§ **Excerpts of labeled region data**
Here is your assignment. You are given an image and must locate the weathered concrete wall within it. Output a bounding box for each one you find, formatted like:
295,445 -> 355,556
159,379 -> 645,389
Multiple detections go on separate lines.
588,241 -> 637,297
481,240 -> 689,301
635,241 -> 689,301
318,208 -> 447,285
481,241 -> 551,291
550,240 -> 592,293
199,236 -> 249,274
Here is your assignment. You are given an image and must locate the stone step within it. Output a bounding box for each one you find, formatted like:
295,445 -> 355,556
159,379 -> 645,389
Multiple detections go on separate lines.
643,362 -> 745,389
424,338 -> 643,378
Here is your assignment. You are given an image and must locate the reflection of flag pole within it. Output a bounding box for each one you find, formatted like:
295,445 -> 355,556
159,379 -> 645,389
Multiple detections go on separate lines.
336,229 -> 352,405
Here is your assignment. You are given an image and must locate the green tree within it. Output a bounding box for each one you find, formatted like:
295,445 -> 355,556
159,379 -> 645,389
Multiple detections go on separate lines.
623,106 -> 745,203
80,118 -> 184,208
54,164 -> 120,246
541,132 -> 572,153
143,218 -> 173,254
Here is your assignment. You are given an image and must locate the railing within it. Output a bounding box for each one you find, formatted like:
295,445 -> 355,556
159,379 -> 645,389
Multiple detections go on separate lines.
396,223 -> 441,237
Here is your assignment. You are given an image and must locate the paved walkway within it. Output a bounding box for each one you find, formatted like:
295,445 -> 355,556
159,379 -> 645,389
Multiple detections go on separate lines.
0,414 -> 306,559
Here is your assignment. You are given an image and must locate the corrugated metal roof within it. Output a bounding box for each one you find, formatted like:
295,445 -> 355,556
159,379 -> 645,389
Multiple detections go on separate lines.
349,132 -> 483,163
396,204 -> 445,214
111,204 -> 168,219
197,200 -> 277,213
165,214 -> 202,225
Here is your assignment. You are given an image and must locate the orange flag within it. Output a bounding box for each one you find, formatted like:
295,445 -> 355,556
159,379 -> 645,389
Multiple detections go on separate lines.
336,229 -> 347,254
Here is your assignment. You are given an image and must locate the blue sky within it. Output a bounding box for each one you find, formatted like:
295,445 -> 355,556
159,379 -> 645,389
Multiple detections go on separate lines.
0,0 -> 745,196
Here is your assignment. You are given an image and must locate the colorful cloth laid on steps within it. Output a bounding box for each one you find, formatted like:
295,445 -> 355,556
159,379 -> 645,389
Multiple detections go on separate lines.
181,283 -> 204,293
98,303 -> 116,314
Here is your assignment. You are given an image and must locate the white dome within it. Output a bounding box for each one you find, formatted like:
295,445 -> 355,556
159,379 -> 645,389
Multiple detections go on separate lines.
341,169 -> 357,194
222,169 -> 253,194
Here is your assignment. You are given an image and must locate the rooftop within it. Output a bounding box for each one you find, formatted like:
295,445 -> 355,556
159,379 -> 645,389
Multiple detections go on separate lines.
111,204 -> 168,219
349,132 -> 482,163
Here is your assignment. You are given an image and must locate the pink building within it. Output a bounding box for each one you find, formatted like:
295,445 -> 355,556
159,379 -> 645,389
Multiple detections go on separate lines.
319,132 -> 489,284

§ **What this task involves**
Convert the material above into a JSON array of strings, with one string for each line and no blank lines.

§ **Answer to the problem**
[
  "Here is your assignment. You are given an image and must locate the weathered concrete wall within it. Output a bounding box for each one you find, formatted like:",
  "295,445 -> 355,556",
  "159,379 -> 645,389",
  "Multiple detections go on separate lines.",
  "588,241 -> 637,297",
  "481,240 -> 689,301",
  "635,241 -> 689,301",
  "318,208 -> 447,285",
  "481,241 -> 551,291",
  "550,240 -> 592,293",
  "199,236 -> 249,274",
  "Here is your assignment. You are given an image and must locate the stone step within it. Output a bounding box for each one you find, formatted like:",
  "295,445 -> 355,556",
  "159,379 -> 645,389",
  "Multiple detections go on separate lines.",
  "643,362 -> 745,389",
  "424,338 -> 643,378",
  "Here is your assignment. You are given an image and must locate the reflection of flag pole within it. Output a bounding box for each one you find, formatted like:",
  "295,445 -> 355,556",
  "159,379 -> 645,389",
  "Multiple detections go on separate lines.",
  "336,229 -> 352,405",
  "Here is your assignment. You are given an image and must locate the green tree within it. Output a bounding box for each one you find, formatted like:",
  "295,445 -> 355,556",
  "159,379 -> 645,389",
  "Multiple detections go on separate lines.",
  "623,106 -> 745,203",
  "80,118 -> 184,208",
  "54,164 -> 120,246",
  "541,132 -> 572,153",
  "143,218 -> 173,254",
  "Here is your assignment. You are given an image and must locate the railing within it. Output a bounding box for each one you find, formatted like:",
  "295,445 -> 355,556",
  "159,379 -> 645,389",
  "Multiple detections go on separate lines.",
  "396,223 -> 441,237",
  "Here is your assignment. You are given an image and must locate the paved walkway within it. Output a bounding box for each one you find, formatted like:",
  "295,445 -> 355,556",
  "159,379 -> 645,389",
  "Multiple detections go on separate lines.",
  "0,414 -> 306,559",
  "Here is your assignment. You are given an image and must locate the corrugated metal roof within it. Output a bounding box for each one you find, formatted like:",
  "295,445 -> 355,556",
  "159,379 -> 645,389",
  "Multiple detections go on separate lines.",
  "349,132 -> 483,163",
  "396,204 -> 445,214",
  "111,204 -> 168,219",
  "197,200 -> 277,213",
  "165,214 -> 202,225",
  "Here is your assignment. You are given an image and must locate the orange flag within it. Output a bounding box for each one you find, formatted like:",
  "295,445 -> 355,556",
  "159,379 -> 645,389",
  "Multiple detections go on separate lines.",
  "336,229 -> 347,254",
  "Here is your assignment. You are given an image and must locate the blue sky within it. Output a bounding box for each one you find, formatted like:",
  "295,445 -> 355,556",
  "159,379 -> 645,389",
  "Multiple detections go on separate lines.",
  "0,0 -> 745,196",
  "Here is your assignment. You are given an image and must locate the colorful cloth laid on steps within it. Output a bounding box for each one you find, formatted like:",
  "295,445 -> 355,556",
  "159,379 -> 645,389",
  "Multiple detections go on separate lines.",
  "181,283 -> 204,293",
  "98,303 -> 116,314",
  "Here is your assignment. You are given an image and must locate the white dome within it. Output a bounding box for each one you find, formatted like:",
  "295,445 -> 355,556",
  "159,379 -> 645,389",
  "Multiple detections go on separate lines.",
  "341,169 -> 357,194",
  "222,169 -> 253,194",
  "Here is your assignment. You are given an image and must locate the rooftop within it. Output a bounding box for each one you find, formatted like:",
  "295,445 -> 355,556",
  "159,379 -> 645,389",
  "Multiple detections go on separate lines.",
  "111,204 -> 168,219",
  "349,132 -> 482,163",
  "Here is your assignment. You are given an image and must locate the pink building within it. Output a bounding box for each one you find, formatted like:",
  "295,445 -> 355,556",
  "159,379 -> 645,389",
  "Multiple detections go on separate lines.",
  "319,132 -> 489,284"
]